_EXERCISE DETAILS_. Switch "Target" to "Object" in the lines of the rows below, starting with the line with "the yellow cherry" and going on through the line with "column 65, row 36". Give those lines again with nothing else changed.

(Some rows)
--------------------------------------------------

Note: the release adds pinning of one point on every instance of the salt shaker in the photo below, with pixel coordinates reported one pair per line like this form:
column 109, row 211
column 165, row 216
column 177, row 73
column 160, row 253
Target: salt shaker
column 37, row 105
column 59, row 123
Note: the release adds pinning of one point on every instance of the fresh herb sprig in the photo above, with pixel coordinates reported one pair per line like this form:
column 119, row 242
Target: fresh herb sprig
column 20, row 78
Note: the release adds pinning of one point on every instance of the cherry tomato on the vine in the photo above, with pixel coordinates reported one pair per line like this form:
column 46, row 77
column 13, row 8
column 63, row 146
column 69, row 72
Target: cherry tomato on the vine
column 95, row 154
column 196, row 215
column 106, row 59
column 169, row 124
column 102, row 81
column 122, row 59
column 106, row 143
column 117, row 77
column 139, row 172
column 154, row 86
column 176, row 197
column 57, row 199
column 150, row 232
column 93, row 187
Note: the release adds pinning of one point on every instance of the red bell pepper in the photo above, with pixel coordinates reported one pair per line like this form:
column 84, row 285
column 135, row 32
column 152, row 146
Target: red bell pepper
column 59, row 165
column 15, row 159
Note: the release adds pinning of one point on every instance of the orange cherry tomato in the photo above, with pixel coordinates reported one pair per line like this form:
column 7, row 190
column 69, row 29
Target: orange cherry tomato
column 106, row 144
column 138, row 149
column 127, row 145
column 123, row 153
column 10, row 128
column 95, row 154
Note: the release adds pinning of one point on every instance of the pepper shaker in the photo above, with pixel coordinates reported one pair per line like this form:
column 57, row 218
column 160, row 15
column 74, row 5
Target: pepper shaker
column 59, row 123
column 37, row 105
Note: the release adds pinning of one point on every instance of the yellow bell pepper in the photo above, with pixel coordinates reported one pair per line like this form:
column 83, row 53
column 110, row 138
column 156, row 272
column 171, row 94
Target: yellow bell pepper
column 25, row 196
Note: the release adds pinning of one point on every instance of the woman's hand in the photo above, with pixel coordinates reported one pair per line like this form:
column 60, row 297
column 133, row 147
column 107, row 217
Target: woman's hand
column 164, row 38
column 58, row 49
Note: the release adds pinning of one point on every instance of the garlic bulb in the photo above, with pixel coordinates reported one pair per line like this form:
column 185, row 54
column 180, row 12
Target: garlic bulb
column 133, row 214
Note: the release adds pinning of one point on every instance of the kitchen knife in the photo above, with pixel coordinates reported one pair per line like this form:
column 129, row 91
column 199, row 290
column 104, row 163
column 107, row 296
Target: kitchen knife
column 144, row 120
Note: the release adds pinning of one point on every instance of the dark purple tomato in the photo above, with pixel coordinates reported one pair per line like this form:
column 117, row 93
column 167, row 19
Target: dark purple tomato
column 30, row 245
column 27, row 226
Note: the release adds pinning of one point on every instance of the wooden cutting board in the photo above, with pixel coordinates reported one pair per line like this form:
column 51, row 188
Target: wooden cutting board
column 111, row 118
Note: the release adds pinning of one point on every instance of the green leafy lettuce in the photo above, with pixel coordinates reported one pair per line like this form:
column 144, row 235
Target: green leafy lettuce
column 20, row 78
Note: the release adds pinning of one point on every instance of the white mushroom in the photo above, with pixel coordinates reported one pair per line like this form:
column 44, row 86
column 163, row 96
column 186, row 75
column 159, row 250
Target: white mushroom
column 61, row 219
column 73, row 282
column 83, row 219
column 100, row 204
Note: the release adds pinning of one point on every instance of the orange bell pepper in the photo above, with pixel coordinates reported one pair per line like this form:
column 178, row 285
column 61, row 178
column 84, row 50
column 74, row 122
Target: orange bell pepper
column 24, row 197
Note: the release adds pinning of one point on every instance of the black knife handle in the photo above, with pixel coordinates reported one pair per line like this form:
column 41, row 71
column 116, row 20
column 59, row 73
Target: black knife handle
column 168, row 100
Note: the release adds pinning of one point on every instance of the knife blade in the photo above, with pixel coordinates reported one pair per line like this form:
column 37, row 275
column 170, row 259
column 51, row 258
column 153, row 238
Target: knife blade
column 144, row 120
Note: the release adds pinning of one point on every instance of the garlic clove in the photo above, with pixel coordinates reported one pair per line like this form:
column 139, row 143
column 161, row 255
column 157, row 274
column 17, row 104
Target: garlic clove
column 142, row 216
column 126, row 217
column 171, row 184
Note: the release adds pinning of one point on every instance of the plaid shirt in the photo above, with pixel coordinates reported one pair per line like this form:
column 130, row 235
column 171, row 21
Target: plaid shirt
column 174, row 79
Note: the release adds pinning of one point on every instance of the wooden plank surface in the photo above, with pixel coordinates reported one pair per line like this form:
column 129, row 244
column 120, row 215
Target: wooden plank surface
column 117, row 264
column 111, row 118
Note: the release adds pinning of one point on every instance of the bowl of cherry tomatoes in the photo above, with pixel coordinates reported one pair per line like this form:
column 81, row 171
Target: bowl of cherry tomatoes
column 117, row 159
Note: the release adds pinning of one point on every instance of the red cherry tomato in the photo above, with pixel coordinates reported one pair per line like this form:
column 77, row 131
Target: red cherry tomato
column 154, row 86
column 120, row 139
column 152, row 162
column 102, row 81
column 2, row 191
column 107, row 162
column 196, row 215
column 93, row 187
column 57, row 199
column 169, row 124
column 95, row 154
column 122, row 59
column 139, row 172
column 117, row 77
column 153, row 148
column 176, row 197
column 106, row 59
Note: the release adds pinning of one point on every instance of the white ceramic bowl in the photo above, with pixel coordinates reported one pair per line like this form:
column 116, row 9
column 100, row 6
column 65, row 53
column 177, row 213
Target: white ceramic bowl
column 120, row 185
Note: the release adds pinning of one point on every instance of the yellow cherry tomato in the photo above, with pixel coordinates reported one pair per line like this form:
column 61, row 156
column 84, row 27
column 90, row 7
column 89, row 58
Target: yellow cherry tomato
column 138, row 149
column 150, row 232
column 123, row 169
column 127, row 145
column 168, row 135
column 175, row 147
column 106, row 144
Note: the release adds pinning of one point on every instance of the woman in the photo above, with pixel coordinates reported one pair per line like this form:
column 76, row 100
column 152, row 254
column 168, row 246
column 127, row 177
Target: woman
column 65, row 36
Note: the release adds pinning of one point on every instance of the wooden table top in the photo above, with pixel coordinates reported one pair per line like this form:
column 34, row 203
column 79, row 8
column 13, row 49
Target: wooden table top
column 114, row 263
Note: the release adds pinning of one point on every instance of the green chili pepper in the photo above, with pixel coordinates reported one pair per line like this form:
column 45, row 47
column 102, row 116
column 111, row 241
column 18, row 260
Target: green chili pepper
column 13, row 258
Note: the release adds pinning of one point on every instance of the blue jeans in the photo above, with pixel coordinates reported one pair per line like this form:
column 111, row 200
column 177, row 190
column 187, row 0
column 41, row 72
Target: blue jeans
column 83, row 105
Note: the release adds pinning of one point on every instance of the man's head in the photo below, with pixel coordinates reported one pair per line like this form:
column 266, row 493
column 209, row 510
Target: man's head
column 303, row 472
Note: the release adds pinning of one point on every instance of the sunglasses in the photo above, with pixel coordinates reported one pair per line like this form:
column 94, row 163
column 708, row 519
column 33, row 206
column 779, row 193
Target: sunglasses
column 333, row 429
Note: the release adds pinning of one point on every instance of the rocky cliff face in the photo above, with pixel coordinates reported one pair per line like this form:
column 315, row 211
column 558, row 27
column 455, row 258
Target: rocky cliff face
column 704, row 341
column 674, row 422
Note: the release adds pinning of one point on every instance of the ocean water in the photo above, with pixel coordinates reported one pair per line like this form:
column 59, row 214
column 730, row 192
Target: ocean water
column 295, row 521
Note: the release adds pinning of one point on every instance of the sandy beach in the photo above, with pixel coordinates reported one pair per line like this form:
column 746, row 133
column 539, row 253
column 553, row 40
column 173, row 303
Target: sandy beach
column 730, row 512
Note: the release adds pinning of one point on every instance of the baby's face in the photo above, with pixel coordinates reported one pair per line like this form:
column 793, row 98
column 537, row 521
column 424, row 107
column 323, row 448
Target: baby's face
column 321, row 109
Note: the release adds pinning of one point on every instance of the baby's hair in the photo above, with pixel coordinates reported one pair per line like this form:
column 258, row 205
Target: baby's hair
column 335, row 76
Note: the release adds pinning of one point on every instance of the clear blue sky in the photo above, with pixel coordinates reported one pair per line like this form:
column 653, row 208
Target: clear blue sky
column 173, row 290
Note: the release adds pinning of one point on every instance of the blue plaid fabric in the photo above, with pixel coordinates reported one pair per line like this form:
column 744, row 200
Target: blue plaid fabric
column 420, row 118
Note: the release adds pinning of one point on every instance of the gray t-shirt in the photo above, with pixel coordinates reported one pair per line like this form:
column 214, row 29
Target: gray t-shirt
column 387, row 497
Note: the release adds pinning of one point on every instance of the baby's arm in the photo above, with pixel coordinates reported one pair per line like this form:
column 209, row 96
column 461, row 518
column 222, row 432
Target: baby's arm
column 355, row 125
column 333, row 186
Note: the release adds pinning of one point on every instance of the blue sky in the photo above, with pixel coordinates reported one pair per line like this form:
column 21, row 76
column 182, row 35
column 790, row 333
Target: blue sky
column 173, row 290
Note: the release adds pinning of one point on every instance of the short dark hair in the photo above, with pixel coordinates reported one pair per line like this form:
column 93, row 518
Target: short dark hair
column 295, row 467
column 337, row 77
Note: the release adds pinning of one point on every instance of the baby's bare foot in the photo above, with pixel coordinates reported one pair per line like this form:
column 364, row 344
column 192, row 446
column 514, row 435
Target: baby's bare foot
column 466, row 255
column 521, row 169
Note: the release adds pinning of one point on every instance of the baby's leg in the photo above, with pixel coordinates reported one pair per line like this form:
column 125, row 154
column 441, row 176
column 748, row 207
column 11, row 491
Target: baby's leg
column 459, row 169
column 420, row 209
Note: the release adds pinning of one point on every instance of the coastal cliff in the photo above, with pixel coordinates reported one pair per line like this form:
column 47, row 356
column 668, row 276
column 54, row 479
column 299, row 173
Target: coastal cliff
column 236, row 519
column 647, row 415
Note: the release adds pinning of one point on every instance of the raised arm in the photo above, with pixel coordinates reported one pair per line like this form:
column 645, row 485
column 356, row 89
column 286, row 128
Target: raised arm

--------------------------------------------------

_ANSWER TO THIS EXERCISE_.
Note: the release adds pinning of one point on every instance of the yellow cherry tomato in the photo above, with pixel coordinates reported one pair per line like this form:
column 61, row 156
column 84, row 27
column 90, row 7
column 89, row 58
Object: yellow cherry tomato
column 138, row 149
column 150, row 232
column 123, row 169
column 127, row 145
column 168, row 135
column 175, row 147
column 106, row 144
Note: the release adds pinning of one point on every instance of the woman in the photo above, with pixel coordinates reported one pair per line like this form:
column 76, row 100
column 152, row 254
column 168, row 246
column 127, row 177
Object: woman
column 65, row 36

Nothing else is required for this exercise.